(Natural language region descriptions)
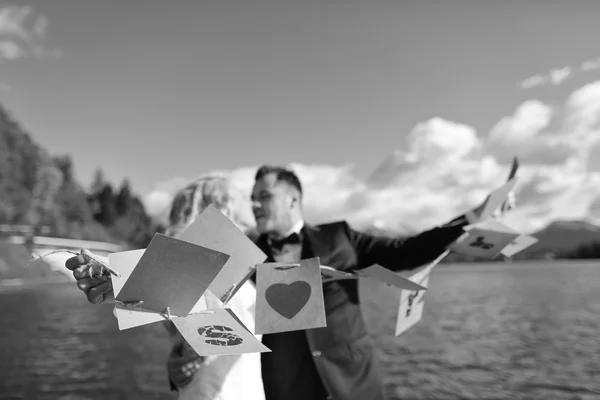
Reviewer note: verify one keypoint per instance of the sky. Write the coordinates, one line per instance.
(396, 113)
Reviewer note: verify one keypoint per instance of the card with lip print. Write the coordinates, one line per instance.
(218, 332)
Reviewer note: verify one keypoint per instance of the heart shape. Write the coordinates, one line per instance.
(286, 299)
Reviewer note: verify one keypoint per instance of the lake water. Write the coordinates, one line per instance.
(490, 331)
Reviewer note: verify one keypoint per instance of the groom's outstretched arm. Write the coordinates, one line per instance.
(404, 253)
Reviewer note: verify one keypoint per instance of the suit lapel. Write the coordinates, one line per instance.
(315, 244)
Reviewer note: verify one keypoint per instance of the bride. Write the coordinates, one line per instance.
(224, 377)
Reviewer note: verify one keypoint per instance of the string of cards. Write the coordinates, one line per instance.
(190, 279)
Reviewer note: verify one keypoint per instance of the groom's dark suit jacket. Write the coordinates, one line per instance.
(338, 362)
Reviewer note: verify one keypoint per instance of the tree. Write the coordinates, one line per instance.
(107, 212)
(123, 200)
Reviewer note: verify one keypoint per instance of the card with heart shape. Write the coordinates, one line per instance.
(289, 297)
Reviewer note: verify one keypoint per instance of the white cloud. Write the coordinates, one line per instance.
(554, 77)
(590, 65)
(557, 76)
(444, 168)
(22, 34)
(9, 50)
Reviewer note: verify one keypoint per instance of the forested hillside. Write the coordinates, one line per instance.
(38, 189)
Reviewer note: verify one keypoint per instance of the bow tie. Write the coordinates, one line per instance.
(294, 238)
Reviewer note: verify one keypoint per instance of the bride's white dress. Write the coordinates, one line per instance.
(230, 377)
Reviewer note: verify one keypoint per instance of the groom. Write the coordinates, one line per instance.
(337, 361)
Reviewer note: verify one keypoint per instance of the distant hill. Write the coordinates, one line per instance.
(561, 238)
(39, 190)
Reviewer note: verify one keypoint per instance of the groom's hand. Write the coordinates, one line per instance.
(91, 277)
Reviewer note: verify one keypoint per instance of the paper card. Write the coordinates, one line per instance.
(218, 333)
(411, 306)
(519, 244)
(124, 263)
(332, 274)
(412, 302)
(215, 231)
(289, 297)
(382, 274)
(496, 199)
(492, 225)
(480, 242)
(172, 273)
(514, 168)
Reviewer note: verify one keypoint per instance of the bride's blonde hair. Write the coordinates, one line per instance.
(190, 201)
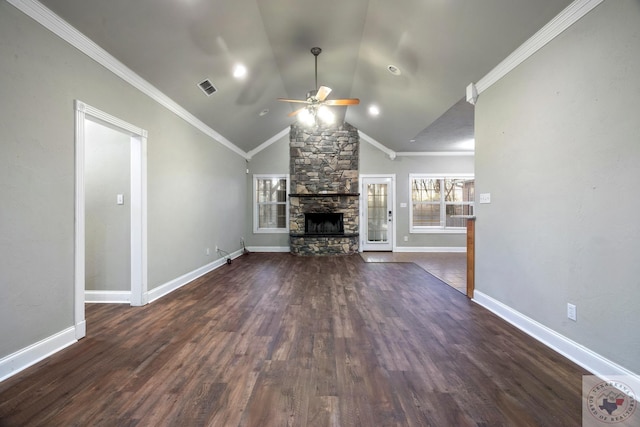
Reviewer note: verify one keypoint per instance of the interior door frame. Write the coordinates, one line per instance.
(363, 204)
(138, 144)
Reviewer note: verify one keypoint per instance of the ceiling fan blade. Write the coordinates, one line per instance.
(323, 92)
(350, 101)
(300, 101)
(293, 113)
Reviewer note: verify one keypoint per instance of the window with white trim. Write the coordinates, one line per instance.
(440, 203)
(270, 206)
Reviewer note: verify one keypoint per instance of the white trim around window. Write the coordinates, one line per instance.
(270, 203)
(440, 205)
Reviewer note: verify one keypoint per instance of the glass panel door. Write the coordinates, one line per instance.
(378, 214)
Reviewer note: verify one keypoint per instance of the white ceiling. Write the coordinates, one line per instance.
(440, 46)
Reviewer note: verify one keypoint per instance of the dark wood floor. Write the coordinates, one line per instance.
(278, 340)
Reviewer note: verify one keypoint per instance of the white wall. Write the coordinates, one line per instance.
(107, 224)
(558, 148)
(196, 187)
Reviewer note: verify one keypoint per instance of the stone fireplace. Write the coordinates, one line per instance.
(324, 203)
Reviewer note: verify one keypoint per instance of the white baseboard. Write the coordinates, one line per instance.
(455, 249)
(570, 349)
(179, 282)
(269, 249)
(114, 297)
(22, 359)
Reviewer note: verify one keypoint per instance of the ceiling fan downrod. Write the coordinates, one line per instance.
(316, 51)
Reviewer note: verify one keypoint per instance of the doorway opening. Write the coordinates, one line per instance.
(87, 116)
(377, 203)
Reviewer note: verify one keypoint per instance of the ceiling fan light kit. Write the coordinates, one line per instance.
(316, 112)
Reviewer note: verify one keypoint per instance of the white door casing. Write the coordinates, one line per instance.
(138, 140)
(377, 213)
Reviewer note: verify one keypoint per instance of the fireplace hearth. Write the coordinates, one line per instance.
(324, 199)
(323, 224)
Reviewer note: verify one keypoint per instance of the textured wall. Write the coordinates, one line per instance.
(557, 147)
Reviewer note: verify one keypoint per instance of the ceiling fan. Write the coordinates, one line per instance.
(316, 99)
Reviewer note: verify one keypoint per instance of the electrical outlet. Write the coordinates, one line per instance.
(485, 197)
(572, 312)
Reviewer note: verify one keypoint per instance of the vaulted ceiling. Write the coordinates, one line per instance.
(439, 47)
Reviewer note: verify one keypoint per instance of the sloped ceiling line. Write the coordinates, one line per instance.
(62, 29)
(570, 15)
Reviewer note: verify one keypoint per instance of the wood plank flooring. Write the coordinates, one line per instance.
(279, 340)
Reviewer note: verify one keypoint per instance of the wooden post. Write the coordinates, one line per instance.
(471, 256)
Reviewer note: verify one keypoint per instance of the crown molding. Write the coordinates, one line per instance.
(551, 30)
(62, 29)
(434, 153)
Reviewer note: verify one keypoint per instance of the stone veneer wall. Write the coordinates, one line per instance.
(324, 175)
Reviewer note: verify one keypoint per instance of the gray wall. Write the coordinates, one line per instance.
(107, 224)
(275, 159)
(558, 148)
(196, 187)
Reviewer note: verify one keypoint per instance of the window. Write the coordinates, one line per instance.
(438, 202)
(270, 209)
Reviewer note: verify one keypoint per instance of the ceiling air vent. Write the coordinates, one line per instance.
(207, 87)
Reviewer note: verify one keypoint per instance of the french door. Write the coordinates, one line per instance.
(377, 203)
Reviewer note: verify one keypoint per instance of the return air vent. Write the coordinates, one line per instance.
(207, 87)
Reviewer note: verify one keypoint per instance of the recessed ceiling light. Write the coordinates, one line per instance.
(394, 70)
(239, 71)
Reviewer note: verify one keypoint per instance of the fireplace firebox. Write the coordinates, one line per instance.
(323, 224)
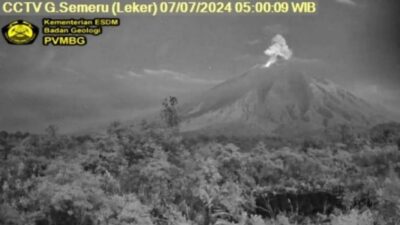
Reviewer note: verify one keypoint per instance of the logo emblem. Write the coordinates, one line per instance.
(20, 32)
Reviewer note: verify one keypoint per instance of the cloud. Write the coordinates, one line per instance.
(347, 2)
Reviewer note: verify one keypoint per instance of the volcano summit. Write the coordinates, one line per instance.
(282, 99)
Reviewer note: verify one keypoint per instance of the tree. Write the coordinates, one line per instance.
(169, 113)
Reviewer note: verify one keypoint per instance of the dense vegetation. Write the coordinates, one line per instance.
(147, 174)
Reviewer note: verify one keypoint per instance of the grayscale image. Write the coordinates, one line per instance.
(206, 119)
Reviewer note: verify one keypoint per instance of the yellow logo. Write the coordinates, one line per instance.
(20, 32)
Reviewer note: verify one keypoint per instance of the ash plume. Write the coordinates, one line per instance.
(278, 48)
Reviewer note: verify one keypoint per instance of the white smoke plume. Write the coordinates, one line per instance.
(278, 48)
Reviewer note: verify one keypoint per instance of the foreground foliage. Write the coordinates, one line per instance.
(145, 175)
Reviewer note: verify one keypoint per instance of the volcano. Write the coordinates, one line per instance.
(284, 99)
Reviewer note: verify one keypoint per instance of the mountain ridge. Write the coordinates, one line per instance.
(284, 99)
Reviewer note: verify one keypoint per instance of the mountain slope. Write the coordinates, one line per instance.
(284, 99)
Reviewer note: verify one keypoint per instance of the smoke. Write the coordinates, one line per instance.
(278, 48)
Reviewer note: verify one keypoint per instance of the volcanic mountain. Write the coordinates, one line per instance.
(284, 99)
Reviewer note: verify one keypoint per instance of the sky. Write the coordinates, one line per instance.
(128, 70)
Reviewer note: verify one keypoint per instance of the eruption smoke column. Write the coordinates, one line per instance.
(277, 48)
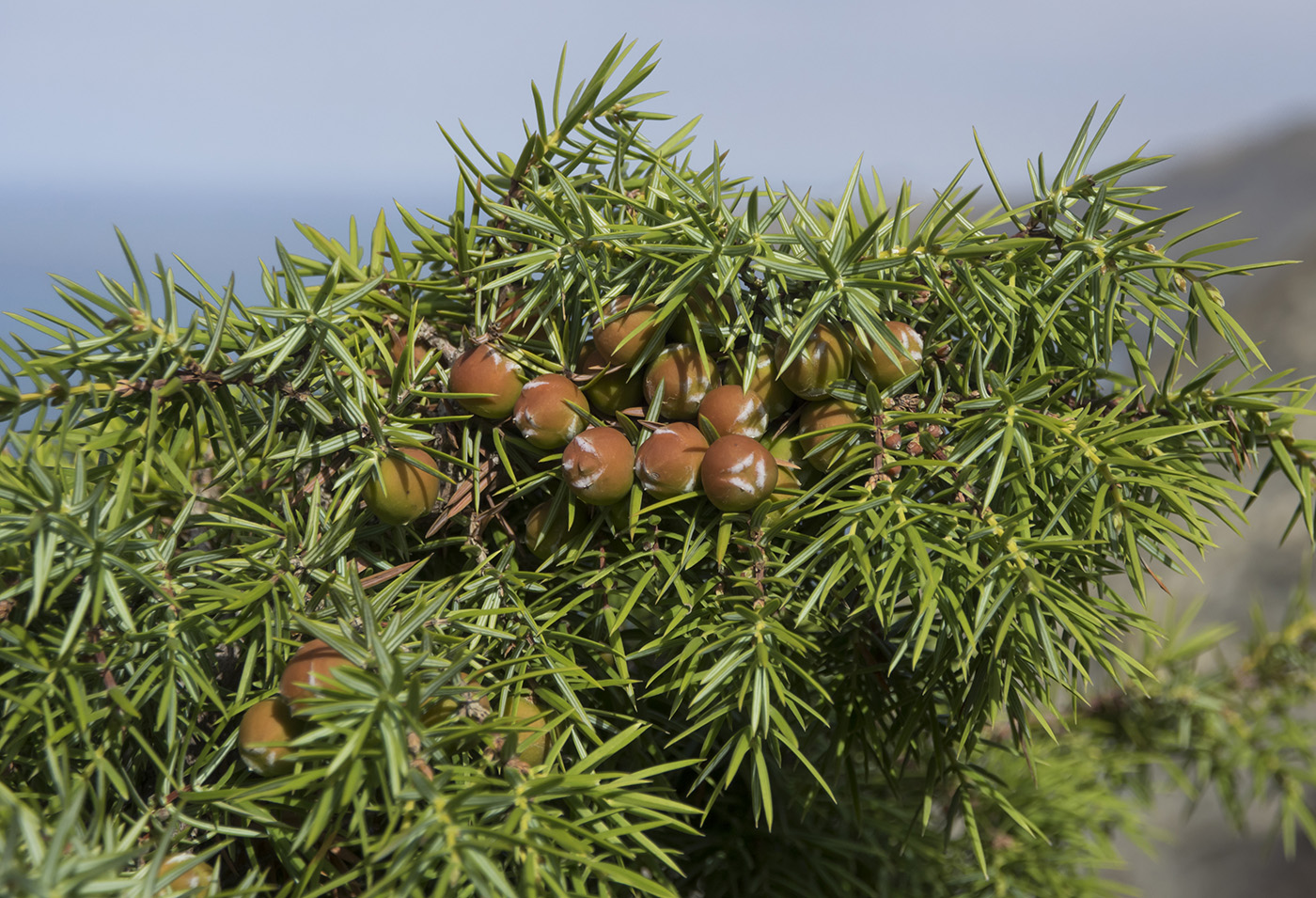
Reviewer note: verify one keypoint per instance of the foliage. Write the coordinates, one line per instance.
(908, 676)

--

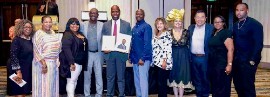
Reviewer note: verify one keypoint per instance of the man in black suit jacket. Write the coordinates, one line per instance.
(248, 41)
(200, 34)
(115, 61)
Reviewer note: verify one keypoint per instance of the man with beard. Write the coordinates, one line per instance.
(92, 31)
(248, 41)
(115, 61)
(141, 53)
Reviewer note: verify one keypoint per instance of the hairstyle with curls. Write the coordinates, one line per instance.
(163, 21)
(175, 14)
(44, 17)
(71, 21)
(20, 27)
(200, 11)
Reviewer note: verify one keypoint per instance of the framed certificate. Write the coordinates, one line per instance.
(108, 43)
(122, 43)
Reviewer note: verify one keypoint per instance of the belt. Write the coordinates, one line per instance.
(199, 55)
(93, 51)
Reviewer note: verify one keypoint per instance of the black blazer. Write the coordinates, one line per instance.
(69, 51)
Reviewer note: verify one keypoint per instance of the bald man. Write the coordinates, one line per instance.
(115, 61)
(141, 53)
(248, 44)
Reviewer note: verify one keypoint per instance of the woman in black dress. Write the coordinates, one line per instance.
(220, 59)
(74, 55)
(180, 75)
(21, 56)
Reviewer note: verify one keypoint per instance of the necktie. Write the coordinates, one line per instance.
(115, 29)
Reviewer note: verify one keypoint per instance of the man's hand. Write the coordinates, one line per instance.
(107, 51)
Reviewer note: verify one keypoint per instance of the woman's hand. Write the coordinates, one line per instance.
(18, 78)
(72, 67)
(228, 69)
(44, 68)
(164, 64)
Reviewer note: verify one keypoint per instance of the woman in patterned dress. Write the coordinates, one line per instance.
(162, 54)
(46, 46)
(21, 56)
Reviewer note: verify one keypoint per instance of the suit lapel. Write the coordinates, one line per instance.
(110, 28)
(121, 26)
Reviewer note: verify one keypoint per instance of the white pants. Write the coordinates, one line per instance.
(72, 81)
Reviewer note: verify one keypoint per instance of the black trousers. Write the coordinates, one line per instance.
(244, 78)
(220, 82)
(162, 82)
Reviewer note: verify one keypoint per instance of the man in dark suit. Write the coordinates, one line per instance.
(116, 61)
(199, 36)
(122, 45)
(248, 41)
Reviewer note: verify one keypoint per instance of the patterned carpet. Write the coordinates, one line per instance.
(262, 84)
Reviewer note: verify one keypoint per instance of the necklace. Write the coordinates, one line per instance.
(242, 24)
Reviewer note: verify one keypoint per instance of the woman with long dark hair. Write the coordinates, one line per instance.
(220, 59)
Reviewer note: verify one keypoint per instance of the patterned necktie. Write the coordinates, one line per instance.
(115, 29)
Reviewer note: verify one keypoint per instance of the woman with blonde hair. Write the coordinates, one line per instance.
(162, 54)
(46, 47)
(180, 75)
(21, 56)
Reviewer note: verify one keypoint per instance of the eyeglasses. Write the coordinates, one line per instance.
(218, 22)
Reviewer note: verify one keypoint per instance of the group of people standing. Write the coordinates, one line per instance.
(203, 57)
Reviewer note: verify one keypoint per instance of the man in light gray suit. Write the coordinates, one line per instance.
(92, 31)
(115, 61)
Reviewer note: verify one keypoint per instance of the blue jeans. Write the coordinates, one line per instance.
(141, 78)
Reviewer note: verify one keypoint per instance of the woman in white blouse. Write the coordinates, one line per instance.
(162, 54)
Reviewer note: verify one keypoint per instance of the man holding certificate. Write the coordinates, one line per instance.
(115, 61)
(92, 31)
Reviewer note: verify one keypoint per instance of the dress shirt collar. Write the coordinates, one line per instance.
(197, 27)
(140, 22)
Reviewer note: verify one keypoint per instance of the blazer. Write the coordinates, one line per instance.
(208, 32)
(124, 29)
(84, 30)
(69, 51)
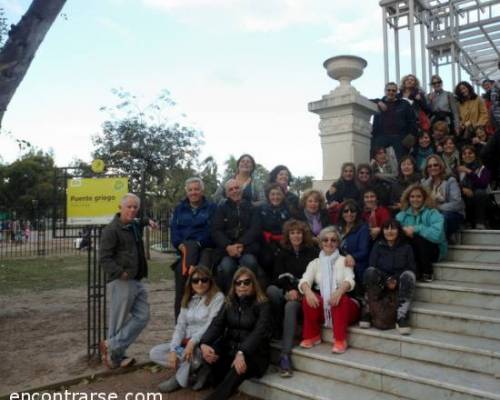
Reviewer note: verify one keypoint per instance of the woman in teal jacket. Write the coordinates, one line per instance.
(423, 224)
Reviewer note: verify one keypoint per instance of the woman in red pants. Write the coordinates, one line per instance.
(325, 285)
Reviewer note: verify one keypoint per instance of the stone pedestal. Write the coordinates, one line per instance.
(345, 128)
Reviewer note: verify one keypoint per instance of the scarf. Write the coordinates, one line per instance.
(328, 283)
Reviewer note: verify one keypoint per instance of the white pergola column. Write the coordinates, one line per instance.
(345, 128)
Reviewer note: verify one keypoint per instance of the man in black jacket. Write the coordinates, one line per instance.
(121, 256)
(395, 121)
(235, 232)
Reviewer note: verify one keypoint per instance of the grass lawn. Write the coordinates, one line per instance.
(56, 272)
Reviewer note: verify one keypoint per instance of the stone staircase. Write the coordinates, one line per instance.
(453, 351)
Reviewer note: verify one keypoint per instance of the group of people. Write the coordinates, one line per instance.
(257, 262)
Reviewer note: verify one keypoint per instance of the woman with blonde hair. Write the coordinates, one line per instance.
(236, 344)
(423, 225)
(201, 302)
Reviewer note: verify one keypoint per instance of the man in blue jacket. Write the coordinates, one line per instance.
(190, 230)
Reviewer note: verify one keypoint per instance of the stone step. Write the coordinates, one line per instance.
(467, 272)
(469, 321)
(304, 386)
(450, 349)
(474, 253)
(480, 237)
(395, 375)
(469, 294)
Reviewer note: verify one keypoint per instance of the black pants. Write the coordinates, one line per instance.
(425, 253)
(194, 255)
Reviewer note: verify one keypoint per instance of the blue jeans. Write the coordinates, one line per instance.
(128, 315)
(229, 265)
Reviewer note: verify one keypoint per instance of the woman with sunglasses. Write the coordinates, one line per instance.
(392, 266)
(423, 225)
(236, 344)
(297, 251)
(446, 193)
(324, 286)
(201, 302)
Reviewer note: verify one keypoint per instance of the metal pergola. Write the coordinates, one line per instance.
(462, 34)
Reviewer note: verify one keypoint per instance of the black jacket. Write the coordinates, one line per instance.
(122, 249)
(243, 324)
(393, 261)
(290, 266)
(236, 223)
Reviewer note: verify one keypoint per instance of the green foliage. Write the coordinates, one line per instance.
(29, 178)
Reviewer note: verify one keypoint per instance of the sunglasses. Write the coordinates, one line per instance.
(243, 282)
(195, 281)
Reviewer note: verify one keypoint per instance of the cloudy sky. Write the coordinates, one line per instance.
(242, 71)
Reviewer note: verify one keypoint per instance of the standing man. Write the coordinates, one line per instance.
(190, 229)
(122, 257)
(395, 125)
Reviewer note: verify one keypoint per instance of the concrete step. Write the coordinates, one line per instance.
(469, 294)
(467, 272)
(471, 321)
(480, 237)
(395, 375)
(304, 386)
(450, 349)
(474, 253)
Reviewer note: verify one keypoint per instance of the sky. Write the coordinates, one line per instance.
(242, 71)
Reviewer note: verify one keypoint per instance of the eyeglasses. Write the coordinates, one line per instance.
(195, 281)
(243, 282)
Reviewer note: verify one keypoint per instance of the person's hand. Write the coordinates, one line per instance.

---

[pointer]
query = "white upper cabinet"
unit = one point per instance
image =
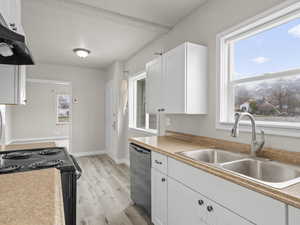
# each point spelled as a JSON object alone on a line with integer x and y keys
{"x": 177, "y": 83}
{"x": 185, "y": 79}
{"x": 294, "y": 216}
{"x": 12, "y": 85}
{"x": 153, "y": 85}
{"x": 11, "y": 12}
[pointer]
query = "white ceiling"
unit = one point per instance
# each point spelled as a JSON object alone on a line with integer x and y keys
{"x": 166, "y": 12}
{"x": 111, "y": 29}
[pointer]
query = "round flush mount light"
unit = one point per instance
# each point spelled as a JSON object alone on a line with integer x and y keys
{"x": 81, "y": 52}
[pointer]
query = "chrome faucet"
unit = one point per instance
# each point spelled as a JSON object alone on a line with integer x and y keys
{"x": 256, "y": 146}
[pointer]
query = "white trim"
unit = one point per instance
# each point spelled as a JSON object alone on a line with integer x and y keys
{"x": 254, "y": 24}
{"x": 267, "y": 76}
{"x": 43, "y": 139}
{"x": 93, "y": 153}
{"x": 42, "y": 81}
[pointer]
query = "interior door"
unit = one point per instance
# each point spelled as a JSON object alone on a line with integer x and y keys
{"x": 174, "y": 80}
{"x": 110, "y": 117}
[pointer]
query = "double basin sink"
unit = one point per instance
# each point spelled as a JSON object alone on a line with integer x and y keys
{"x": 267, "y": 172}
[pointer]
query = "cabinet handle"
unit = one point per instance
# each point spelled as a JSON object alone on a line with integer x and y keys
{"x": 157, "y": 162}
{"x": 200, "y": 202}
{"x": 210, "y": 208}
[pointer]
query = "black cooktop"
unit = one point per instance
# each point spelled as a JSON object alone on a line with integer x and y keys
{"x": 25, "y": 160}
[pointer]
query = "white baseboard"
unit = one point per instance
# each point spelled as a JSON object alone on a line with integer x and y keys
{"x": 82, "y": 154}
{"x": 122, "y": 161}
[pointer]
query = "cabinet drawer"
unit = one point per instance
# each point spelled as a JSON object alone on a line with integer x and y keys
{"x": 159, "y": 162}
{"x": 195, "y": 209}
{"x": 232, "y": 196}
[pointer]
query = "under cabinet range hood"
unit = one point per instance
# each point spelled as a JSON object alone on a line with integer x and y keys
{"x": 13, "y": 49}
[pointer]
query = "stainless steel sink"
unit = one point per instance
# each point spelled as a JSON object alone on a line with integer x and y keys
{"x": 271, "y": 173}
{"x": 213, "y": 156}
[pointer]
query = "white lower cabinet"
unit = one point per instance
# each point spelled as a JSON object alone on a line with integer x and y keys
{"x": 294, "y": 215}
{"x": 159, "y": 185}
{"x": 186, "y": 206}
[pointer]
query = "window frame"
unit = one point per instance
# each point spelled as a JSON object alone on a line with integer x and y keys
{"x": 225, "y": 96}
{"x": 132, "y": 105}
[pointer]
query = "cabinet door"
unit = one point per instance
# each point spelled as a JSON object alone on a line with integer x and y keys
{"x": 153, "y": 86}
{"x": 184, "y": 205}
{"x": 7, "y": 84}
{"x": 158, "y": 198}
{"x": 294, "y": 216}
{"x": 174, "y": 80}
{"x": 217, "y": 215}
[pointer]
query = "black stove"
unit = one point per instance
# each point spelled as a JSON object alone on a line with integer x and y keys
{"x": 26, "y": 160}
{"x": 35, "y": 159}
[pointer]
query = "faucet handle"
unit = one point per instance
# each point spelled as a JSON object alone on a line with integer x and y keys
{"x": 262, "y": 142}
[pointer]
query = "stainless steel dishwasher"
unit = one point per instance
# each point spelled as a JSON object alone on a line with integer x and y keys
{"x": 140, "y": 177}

WHAT IS BEING ASKED: Lines with "sink" in the records above: copy every one of them.

ANSWER SPACE:
query = "double basin sink"
query = "stainless steel sink"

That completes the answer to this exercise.